# [Work to be completed]
Each line of the records is to be returned verbatim, with the images omitted.

# [Referring expression grounding data]
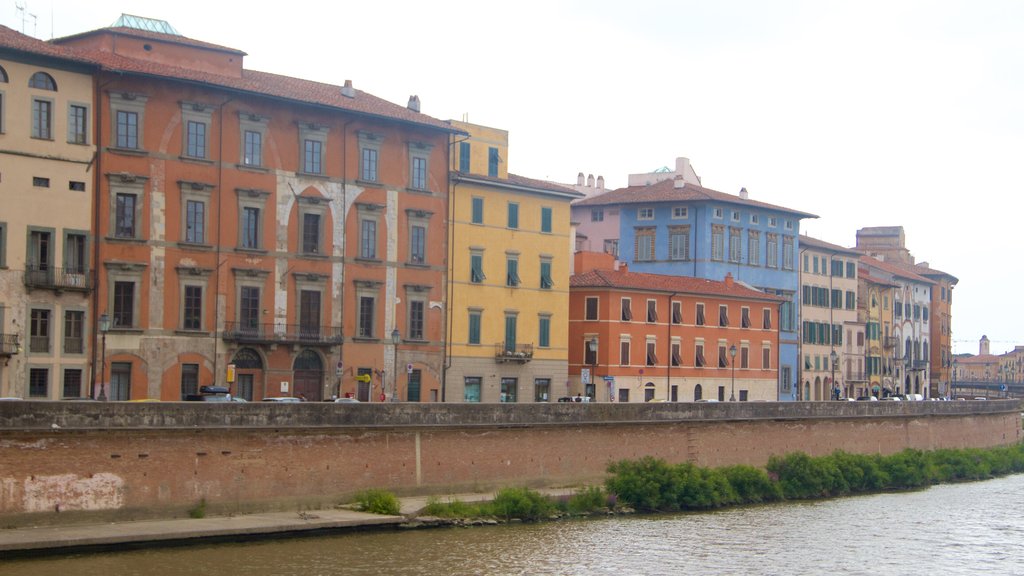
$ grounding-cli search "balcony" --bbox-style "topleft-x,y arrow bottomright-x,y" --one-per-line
909,360 -> 929,371
23,266 -> 92,292
0,334 -> 20,362
222,322 -> 343,346
495,343 -> 534,364
845,370 -> 868,382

# [Task answer]
$ grounding-cli search "balcony" --bbox-style "topleft-x,y arrow bottomright-x,y" --one-per-line
909,360 -> 929,371
23,266 -> 92,292
0,334 -> 20,362
222,322 -> 343,346
495,343 -> 534,364
845,370 -> 868,382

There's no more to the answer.